## EXERCISE PROMPT
Give a verbatim repeat of the lines that run from the line containing "Could you point out the beige" to the end of the data below.

## EXTRACTED MATERIAL

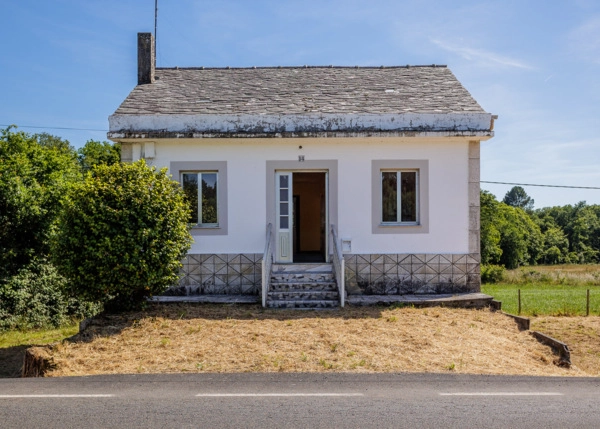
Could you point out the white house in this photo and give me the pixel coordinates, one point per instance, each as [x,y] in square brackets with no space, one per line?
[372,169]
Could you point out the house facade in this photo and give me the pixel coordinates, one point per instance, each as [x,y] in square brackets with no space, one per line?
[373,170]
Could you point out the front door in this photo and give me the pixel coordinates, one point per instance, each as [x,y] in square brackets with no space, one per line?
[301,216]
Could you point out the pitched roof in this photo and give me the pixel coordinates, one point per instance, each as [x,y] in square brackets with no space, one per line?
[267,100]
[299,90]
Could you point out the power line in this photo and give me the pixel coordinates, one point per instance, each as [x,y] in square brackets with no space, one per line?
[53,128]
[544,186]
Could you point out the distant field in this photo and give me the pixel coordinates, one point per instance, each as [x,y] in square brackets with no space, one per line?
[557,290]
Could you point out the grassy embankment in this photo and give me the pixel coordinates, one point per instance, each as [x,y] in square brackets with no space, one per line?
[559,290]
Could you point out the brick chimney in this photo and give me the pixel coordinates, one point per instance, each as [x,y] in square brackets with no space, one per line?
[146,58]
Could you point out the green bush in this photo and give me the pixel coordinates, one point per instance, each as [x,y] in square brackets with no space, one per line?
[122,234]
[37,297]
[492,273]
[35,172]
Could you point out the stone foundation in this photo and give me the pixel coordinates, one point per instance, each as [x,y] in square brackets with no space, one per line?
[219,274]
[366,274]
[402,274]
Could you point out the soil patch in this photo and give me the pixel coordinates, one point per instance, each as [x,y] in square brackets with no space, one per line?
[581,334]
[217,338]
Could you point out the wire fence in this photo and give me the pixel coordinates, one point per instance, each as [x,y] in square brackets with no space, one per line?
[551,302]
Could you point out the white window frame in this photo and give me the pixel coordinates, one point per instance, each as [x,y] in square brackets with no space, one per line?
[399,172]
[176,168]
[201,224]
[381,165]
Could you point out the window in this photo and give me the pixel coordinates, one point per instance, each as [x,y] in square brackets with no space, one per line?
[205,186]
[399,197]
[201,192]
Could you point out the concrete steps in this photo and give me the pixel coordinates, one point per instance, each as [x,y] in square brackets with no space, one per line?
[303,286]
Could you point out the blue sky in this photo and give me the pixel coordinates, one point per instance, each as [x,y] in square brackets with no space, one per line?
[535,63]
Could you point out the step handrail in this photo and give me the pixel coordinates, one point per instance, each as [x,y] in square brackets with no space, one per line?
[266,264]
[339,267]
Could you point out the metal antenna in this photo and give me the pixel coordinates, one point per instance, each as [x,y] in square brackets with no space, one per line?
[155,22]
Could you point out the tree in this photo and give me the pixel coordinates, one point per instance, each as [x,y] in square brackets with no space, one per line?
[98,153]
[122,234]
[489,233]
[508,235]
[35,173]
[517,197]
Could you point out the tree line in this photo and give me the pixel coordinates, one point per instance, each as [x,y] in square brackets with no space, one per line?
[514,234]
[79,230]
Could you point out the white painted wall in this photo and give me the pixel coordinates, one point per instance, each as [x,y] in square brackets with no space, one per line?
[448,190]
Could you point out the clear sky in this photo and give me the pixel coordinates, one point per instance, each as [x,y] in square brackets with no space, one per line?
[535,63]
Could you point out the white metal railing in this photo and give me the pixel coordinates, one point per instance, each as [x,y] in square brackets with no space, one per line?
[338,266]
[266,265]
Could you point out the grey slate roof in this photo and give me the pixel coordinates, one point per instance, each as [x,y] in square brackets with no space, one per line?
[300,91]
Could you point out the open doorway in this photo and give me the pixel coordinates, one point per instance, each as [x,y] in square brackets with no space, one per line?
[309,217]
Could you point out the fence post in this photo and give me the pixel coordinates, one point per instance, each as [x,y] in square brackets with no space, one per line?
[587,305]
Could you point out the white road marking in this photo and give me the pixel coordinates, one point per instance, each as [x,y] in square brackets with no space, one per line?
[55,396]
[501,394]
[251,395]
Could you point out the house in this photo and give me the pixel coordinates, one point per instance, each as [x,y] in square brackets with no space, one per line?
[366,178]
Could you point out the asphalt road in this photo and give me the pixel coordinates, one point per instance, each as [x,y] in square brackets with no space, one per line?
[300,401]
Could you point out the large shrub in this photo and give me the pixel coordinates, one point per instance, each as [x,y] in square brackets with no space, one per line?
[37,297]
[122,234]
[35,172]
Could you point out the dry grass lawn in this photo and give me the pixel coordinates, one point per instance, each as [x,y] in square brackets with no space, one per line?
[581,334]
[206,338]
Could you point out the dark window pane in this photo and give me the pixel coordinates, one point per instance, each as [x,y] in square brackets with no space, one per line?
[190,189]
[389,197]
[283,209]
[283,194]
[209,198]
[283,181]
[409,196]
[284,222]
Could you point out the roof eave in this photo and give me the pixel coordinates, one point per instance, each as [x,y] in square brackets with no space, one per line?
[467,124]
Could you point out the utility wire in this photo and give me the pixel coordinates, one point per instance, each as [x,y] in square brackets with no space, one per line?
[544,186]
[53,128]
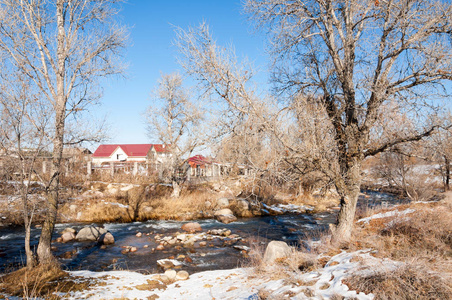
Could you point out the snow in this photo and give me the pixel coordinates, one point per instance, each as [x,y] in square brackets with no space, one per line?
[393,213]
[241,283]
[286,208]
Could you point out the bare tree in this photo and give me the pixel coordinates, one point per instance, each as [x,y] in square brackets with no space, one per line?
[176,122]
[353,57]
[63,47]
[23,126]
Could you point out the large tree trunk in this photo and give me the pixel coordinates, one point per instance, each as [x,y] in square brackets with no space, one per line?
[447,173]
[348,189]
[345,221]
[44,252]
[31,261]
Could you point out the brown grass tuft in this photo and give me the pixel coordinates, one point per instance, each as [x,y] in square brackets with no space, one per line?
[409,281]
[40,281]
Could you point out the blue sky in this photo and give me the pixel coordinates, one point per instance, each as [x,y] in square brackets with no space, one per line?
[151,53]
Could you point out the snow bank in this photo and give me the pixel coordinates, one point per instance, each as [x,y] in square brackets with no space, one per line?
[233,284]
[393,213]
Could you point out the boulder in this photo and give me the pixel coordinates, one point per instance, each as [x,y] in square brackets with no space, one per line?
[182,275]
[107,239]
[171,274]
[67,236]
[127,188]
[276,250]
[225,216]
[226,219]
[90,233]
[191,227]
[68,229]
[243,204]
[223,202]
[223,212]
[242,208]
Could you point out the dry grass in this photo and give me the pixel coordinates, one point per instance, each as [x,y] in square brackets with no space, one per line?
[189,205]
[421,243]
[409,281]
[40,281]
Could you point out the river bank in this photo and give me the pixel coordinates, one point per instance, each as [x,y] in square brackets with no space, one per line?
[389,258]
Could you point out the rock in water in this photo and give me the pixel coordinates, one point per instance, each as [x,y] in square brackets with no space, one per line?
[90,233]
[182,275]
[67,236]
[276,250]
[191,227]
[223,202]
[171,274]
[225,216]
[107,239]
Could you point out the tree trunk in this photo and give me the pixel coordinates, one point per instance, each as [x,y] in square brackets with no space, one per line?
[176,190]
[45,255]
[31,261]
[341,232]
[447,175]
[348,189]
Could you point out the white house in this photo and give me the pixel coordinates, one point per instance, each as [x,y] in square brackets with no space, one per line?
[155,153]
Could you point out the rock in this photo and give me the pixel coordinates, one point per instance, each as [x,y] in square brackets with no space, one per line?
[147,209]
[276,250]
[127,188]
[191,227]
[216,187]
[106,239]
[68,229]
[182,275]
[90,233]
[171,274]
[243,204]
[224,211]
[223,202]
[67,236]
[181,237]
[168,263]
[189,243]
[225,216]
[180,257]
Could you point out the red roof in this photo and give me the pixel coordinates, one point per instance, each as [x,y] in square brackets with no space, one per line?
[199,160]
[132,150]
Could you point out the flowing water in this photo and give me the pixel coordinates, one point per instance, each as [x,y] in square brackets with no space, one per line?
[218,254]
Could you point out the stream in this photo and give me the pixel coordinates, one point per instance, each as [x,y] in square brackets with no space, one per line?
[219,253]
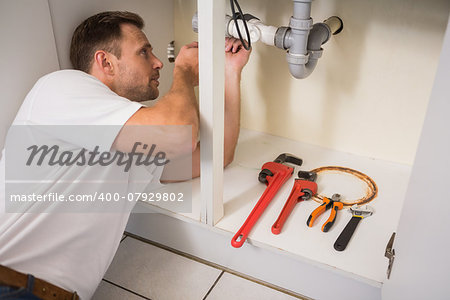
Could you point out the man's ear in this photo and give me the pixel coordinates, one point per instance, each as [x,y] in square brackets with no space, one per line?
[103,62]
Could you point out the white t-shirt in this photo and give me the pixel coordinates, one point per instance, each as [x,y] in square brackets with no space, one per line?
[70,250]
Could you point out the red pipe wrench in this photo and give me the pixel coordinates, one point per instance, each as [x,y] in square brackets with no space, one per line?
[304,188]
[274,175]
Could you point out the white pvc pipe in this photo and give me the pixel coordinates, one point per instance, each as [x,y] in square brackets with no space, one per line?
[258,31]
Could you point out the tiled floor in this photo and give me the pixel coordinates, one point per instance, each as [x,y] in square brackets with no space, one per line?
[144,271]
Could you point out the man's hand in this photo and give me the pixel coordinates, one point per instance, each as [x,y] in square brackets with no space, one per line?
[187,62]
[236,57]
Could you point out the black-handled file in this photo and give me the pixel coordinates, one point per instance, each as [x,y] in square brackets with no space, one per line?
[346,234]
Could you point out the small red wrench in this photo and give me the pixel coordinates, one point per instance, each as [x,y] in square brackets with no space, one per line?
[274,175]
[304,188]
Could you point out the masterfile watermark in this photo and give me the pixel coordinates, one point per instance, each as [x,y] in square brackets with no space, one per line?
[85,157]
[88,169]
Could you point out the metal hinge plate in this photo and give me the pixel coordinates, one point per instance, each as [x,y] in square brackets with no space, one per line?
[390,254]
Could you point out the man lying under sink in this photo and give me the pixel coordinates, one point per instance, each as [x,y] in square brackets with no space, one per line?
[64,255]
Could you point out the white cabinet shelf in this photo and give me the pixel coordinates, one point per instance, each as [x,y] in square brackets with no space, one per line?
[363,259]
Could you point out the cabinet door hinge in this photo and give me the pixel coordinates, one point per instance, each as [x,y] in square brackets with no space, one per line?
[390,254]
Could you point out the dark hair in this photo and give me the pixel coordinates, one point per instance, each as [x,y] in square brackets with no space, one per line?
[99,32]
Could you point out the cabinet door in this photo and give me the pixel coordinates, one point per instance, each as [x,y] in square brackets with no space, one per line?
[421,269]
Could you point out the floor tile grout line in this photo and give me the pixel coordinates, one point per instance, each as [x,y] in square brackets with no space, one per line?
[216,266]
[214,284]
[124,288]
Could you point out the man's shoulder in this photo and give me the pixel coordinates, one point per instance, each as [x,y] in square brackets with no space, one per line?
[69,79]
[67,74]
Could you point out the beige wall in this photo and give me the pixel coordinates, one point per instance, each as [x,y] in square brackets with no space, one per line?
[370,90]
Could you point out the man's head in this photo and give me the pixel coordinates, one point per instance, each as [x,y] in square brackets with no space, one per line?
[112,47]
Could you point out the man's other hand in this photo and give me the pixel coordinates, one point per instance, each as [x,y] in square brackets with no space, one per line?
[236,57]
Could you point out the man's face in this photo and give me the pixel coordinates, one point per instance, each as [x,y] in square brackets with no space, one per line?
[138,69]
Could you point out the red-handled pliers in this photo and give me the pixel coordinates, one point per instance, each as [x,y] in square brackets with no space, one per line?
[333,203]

## OUTPUT FOR THIS EXERCISE
Could you point out the beige wall in this photo and give me the pixel coordinates, one point per instance, each as [x,y] in square brackets with no space, one per line?
[370,90]
Could you point out the man's head in this photo and give me the pixel coordinates, one point per instance, each as [x,y] in square brackets with no space, one per line?
[112,47]
Could you point out the man's other hand in this photo and give me the pixel coordinates, one point per instance, each as [x,y] in square brackets with no space, one per line?
[236,57]
Could you point out the man's face in this photo and give me the pixel coordinates, one point per instance, each as [x,y] in square brackets with no space, one per line?
[138,69]
Could you point out the red-handled pliers in this photo and give me the pixel coordinates, one point per instance, each as [x,y] in square brackets with no space, one per line?
[333,203]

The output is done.